═══ Auszug ═══

Thomas Rietzschel / 12.11.2018 / 08:52 / 36 / Seite ausdrucken

Merkels Backfisch-Offensive

Im Wald von Compiègne sind Angela Merkel und Emmanuel Macron vorgestern ganz eng beisammen gewesen. Beide waren sie angereist, um an die Unterzeichnung des Waffenstillstandsabkommens zwischen dem Deutschen Reich und den Westmächten vor hundert Jahren zu erinnern.

Erst schnupperten sie ein bisschen Geschichte im Nachbau des Salonwagens, in dem das Dokument seinerzeit unterzeichnet wurde. Dann traten sie hinaus auf die Lichtung. Eine Gedenktafel wurde enthüllt. Die Kanzlerin erhob sich auf Zehenspitzen, griff nach dem Präsidenten, lächelte mädchenhaft verzückt, um schließlich ihre Stirn an seine Schläfe zu schmiegen: ein Mann und eine Frau, der Welt für den Augenblick entrückt.

═══

— Aufgabe 1 —
Woran wollten Angela Merkel und Emmanuel Macron laut dem Auszug im Wald von Compiègne erinnern?
— Aufgabe 2 —
Gib den Abschnitt des Auszugs zwischen „Im Wald von“ und „den Augenblick entrückt.“ einschließlich unverändert aus.
— Aufgabe 3 —
Fasse den Auszug in zwei Sätzen zusammen.

═══ Bereitgestellte Angaben ═══

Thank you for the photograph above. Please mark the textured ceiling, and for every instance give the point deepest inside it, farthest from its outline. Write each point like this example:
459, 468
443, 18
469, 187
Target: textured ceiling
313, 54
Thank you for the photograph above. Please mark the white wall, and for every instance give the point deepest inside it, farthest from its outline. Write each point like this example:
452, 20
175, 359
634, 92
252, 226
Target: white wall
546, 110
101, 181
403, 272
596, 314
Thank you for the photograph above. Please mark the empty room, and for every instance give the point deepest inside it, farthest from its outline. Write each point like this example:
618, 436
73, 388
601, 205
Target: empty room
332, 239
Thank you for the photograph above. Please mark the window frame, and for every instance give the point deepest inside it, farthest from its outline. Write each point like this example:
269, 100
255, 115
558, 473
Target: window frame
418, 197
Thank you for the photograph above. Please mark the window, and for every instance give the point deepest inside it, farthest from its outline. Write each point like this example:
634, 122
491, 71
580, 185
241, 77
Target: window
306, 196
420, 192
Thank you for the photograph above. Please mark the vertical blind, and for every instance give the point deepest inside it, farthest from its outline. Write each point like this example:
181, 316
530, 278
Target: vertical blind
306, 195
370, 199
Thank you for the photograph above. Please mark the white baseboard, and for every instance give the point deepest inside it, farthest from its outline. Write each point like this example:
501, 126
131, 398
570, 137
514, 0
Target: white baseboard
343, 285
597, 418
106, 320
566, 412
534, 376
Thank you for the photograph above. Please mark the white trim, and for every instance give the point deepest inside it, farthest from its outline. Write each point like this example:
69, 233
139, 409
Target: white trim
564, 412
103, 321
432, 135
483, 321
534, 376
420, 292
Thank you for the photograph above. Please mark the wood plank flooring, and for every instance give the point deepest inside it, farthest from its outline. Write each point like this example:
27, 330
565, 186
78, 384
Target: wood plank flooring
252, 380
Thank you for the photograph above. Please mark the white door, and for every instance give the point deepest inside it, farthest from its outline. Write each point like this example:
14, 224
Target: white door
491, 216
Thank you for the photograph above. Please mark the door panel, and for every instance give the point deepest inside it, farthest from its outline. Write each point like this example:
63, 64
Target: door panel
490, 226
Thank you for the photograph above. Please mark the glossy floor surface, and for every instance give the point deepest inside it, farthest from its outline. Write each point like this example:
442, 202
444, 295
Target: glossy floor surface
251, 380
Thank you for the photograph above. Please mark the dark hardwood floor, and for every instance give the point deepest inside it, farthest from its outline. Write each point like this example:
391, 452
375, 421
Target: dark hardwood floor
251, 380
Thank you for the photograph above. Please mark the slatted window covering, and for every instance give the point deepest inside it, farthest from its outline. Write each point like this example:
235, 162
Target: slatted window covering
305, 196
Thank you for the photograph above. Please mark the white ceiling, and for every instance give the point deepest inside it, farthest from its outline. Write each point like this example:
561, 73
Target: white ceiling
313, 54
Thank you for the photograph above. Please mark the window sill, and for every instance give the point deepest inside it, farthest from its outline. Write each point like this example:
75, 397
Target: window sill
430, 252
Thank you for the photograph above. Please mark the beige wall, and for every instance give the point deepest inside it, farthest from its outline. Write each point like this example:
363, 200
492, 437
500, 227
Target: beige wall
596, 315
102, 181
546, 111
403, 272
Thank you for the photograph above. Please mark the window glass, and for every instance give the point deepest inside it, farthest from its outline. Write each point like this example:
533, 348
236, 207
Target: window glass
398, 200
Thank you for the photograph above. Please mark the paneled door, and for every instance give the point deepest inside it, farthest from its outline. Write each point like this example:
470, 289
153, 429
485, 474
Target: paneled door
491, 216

═══

— Richtige Ausgabe 1 —
An die Unterzeichnung des Waffenstillstandsabkommens zwischen dem Deutschen Reich und den Westmächten vor hundert Jahren.

— Richtige Ausgabe 2 —
Im Wald von Compiègne sind Angela Merkel und Emmanuel Macron vorgestern ganz eng beisammen gewesen. Beide waren sie angereist, um an die Unterzeichnung des Waffenstillstandsabkommens zwischen dem Deutschen Reich und den Westmächten vor hundert Jahren zu erinnern.

Erst schnupperten sie ein bisschen Geschichte im Nachbau des Salonwagens, in dem das Dokument seinerzeit unterzeichnet wurde. Dann traten sie hinaus auf die Lichtung. Eine Gedenktafel wurde enthüllt. Die Kanzlerin erhob sich auf Zehenspitzen, griff nach dem Präsidenten, lächelte mädchenhaft verzückt, um schließlich ihre Stirn an seine Schläfe zu schmiegen: ein Mann und eine Frau, der Welt für den Augenblick entrückt.

— Richtige Ausgabe 3 —
Angela Merkel und Emmanuel Macron reisten in den Wald von Compiègne, um an die Unterzeichnung des Waffenstillstandsabkommens zwischen dem Deutschen Reich und den Westmächten vor hundert Jahren zu erinnern. Nach einem Blick in den Nachbau des Salonwagens wurde auf der Lichtung eine Gedenktafel enthüllt, und die Kanzlerin schmiegte ihre Stirn an die Schläfe des Präsidenten.